* **EXCERPTED PASSAGE**:
• • • • • • •

# Best route from Santander to Valencia?



## HermanHymer (Dec 5, 2008)

My first visit (by MH) to Spain in May so I would appreciate some advice from the regulars. 

I will be travelling from Santander to join the meet at Denia in May. Which is the best route to go? I realise I need to decide between autoroutes or "free" routes, but what would be the approx cost of the autoroutes in any case? (Ballpark figure)

Timing: I arrive +- 5pm in Santander and wish to travel about an hour or so before stopping for night. Any suggestions where to stay? I have ACSI book. Would only consider aire (or whatever they call them in Spain) if well-populated and safe.

That leaves me about 600/700 km still to travel so would travel max 300-400km on day 2 - where to stay on night 2 ??? Checking out the map there doesn't seem to be a lot on the way, that I can find. 

That would leave day 3 to reach Denia.

Thank you, in ainticipation!

Viv


----------



## javea (Jun 8, 2007)

If you drive towards San Sebastian there is a good campsite at Zarautz,
http://www.grancampingzarautz.com/index_en.html.

From there I would take the motorway to Zaragoza, it is chargeable but not a lot of money, and then the free A23 motorway standard dual carriageway to Sagunto, around Valencia then take the motorway to the exit slip for Denia, about 8 euros from memory.

I stop at the services at Sobradiel just before Zaragoza, park in the coach bays in sight of the 24 hour fuel kiosk and you wii be fine, an easy 280 ish miles from there to Denia.

Mike


----------



## Annsman (Nov 8, 2007)

If you're going to go to San Sebastian there is a fantastic aire there for a few Euros. It is safe and secure and popular so I would use that. Have you got an ACSI book, or have a look in their website. They have loads of sites but only those in the book will give you the discounts.

Have you had a look on Vicarious books for "All the Aires in Spain" book? Or there is the website www.campingcarinfos.com It's in French but is very easy to follow with direction and photos of any aires/stopovers on your route.

The roads in Spain are very good and easy to navigate. Any decent Western Europe loaded sat nav will get you there safe and sound. Toll roads in Spain, as anywhere are dearer the closer to major cities you go. I don't know the prices but sometimes it's better to give them a go because they are less crowded with big trucks than the non toll routes. If you do go from San Sebastian I would recommend that Toll road for the above reason and it isn't too dear. Fuel stops are frequent and unlike here the fuel prices on the main autoroutes is similar, sometimes cheaper than those off the routes. Having said that, if you find a supermarket selling fuel use that!

Spain is a fantastic country and will amaze you with it's scenery and geography. Use your common sense about parking up, as you would anywhere, and you'll be quite safe.


----------



## SilverF1 (Feb 27, 2009)

Heading south from Santander to Denia, San Sebastian is 123 miles too far east, especially as Viv said, she only has a couple of days to reach the meet.

We will use the "All the Aires in Spain & Portugal" book to guide us and the La P.A.C.A information in the MotorhomeFacts downloads section, HERE. We've never travelled through central Spain before.

We'll decide where we stop as and when, as we'll have about 10 days to reach Denia. We're hoping to visit Toledo on the way down. That's as much as we'll plan other than our first night stop.


----------



## 113016 (Jun 5, 2008)

We never plan any trip, we just drive off the ferry and go in the general direction and stop as and when. We have even been known to toss a coin,as we come off the ferry,which way, right or left!

• • • • • • •

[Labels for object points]
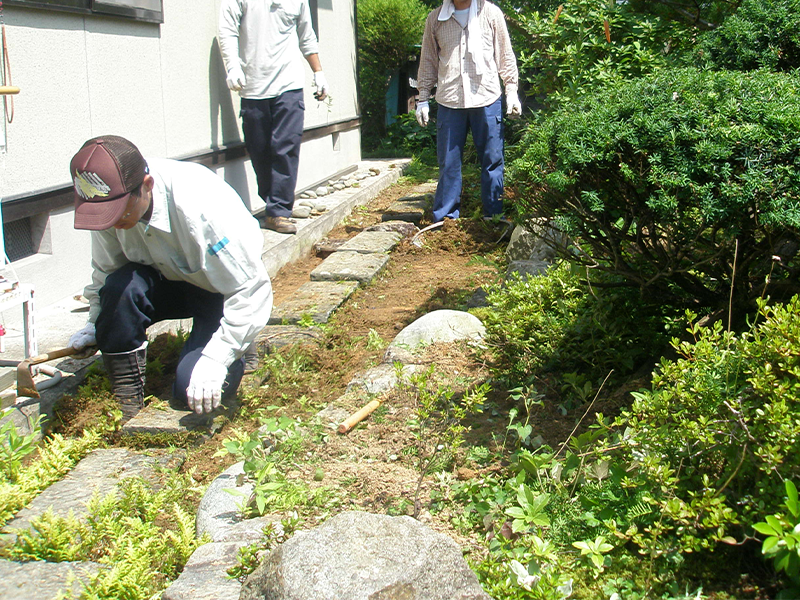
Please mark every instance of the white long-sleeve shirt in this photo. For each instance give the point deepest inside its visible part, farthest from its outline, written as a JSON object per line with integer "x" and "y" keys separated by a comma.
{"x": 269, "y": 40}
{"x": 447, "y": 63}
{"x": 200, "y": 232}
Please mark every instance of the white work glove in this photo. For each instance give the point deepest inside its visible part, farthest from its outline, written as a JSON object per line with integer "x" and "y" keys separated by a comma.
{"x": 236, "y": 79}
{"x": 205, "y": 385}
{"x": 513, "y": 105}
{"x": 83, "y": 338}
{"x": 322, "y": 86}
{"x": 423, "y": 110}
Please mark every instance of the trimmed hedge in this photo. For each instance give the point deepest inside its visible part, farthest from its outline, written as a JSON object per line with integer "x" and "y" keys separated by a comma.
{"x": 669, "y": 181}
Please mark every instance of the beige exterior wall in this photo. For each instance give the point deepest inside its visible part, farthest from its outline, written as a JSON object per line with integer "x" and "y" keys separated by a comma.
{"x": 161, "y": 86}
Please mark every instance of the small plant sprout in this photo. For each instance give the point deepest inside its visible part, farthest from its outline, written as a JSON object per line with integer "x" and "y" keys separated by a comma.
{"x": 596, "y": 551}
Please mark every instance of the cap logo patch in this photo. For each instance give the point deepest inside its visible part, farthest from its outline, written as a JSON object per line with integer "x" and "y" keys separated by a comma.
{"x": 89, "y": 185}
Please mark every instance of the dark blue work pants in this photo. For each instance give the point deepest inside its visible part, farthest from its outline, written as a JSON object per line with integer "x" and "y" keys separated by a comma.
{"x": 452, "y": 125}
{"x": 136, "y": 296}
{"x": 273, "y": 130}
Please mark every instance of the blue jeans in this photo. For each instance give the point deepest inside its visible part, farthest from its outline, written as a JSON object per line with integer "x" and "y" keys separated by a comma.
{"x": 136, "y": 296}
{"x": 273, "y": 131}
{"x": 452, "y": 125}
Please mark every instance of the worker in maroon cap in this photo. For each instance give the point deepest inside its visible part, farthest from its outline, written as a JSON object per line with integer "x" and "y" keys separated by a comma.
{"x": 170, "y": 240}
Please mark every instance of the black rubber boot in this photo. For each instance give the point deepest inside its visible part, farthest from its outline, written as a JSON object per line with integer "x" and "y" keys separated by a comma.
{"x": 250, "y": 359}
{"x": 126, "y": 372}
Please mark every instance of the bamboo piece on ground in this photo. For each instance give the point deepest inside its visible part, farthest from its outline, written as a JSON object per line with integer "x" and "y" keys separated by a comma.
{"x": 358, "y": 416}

• • • • • • •

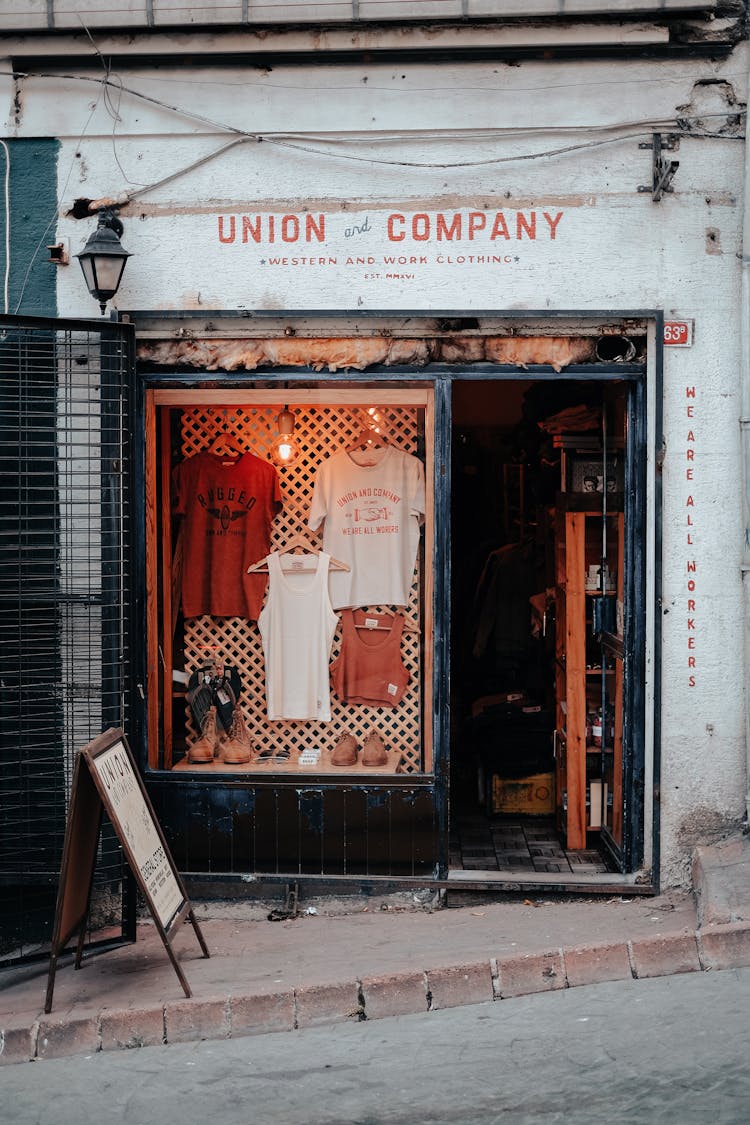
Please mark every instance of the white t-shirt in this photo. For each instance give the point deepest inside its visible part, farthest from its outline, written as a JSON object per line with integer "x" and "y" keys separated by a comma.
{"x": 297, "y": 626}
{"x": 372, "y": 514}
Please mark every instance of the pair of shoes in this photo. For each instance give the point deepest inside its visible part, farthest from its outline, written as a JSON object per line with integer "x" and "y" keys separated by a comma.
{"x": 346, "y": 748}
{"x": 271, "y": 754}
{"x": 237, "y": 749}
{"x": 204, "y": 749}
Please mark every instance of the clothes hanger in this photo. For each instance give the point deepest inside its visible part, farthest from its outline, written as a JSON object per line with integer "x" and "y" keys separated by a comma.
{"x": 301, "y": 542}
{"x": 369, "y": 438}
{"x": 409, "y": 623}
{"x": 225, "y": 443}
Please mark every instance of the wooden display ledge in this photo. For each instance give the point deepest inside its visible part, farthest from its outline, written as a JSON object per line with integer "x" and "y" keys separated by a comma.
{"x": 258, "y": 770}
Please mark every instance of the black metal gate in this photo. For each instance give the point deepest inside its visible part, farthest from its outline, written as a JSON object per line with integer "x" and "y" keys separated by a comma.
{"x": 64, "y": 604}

• • • • • • •

* **LIST OF TASKS**:
**A.** For each statement, answer yes or no according to the forum thread, and quote the words that decide it. (i) The poster javea describes the A23 to Sagunto as free. (ii) Annsman says the campingcarinfos website is in Spanish. (iii) SilverF1 has traveled through central Spain before.
**B.** Please transcribe the forum thread starting at "We'll decide where" and ending at "first night stop.".
The entries are separate material from the forum thread.

* **FULL SOLUTIONS**:
**A.**
(i) Yes: "then the free A23 motorway standard dual carriageway to Sagunto"
(ii) No: "It's in French but is very easy to follow"
(iii) No: "We've never travelled through central Spain before."

**B.**
We'll decide where we stop as and when, as we'll have about 10 days to reach Denia. We're hoping to visit Toledo on the way down. That's as much as we'll plan other than our first night stop.